====== Supplied records

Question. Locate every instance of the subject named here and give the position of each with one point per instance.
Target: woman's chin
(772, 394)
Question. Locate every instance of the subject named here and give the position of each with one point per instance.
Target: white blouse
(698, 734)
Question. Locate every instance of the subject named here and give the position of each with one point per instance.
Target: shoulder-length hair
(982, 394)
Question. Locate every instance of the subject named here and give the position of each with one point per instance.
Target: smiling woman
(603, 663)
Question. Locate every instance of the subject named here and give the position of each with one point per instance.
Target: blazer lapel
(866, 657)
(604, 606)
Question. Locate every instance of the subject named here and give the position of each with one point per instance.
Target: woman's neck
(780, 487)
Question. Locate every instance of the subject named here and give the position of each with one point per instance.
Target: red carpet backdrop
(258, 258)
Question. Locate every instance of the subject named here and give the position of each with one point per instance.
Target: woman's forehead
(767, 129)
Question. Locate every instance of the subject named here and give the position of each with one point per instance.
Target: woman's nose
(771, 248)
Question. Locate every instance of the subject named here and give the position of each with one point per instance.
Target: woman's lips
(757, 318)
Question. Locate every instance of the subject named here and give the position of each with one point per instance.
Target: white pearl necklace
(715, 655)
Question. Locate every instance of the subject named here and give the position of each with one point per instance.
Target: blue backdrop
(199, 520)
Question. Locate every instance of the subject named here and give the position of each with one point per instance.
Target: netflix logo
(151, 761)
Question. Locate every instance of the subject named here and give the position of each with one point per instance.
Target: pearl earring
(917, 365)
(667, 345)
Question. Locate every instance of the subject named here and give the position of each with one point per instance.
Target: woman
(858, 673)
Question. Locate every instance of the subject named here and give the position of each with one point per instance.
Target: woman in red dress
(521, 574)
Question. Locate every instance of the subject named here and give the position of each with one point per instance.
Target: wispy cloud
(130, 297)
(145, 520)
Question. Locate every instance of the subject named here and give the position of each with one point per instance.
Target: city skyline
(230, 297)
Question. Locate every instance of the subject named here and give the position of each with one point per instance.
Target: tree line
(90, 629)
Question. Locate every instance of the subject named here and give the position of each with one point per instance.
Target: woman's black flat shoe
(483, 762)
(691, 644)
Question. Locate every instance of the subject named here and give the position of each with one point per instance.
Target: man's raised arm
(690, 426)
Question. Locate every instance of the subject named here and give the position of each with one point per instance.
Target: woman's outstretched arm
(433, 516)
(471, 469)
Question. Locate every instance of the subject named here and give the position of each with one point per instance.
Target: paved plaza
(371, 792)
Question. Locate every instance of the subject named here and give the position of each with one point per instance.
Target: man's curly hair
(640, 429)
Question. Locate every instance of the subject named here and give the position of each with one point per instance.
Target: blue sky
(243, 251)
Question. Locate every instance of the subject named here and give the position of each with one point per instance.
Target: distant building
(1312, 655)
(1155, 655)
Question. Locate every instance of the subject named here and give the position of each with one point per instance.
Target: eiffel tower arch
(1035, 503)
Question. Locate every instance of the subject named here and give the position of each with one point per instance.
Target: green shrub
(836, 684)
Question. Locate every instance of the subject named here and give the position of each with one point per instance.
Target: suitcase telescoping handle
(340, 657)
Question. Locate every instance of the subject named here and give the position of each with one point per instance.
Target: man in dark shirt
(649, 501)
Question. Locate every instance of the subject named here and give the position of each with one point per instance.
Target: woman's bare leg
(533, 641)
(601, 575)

============

Type the material above out again, exactly.

Question. Locate every instance of the subject named here and give the position of each with one point per instance.
Target: woman's chin
(772, 394)
Question. Locate every instance of the subject named here and give the position of each with one point per instance.
Target: white blouse
(698, 734)
Question. Locate every instance of the subject named here and give the position of each with one point per instance.
Target: shoulder-length hair
(982, 394)
Question. Locate every instance of the subject named here and give the position of each with one point per instance.
Target: smiling woman
(603, 663)
Question. Locate every instance of the subject named here and give the position of each with one point per instance.
Target: blazer lapel
(866, 657)
(604, 606)
Question. Locate every instance of the subject named here and give the position of each with one point per instance.
Target: woman's neck
(780, 487)
Question. Locate every instance of the subject named here and give the position of each with one point per instance.
Target: red carpet backdrop
(258, 258)
Question. Locate every instance of the subject named here and give the position of each with one point per instance.
Target: woman's forehead
(767, 129)
Question. Locate every instance of the subject named here and give the position of each with one point per instance.
Target: woman's nose
(771, 248)
Question. Locate every instance of the subject named here and give the position of each with one point per instance.
Target: woman's lips
(757, 318)
Question. Locate every instance of the subject named here and give the position of each with one point per instance.
Target: white pearl necklace
(715, 655)
Question. Locate every instance of the subject named here and give the position of each with one point per instance.
Target: blue backdrop
(199, 520)
Question. Locate every instance of the subject named here and give the position of each with one point per instance.
Target: netflix logo
(151, 761)
Question. Locate every instance of the subject named here and give the position of each with one point per instance.
Target: pearl earring
(917, 365)
(667, 345)
Question. Locate every instance of the subject named here and give the position of each with one point per instance.
Target: woman
(858, 673)
Question. Locate every instance of the subject named here and give the position of each with one point per instance.
Target: woman in red dress
(521, 574)
Question. Locate every instance of the subject named here and give the position of each with one point per instance.
Target: wispy cloud
(130, 297)
(145, 520)
Question. Locate every instance of the subject named here and give the position of each with one point per instance.
Target: city skyline
(230, 297)
Question. Locate every instance of the subject named here and give the position of each with one point per instance.
Target: tree line
(90, 629)
Question. Locate every instance of the subject named here and give the position of each with one point per instance.
Target: woman's black flat shoe
(483, 762)
(691, 644)
Question. Locate every instance of the subject named here and give the position of each with one point per instance.
Target: man's raised arm
(690, 426)
Question. Locate every instance of the subject named here and give the position of each with one point per instance.
Target: woman's outstretched arm
(433, 516)
(471, 469)
Question. Locate every instance of the subject named here and give the position of each with one point per instance.
Target: paved plaza
(371, 792)
Question. Locate every instance of the subject named here and give the position of each with one point per instance.
Target: man's curly hair
(640, 429)
Question. Locate every instance of the subject named here and give the position of each with one point per instance.
Target: blue sky
(243, 251)
Question. Locate every instance of the subject named here and give the position of each with one point per instance.
Target: distant building
(1312, 655)
(1155, 655)
Question. Locate every instance of the subject named here and give the position of each with one point per instance.
Target: eiffel tower arch
(1035, 503)
Question. Locate every instance of the subject named here and give the position of each with one point per instance.
Target: green shrub
(836, 684)
Question. Locate every instance of the subject named here and give the position of each with one point per instance.
Target: suitcase telescoping handle
(340, 657)
Question. Locate every instance of the subject named here and give the position of each with one point per instance.
Target: man in dark shirt
(649, 501)
Question. Locate every instance of the subject named here and give the position of each with one point per instance.
Target: woman's bare leg
(533, 641)
(601, 575)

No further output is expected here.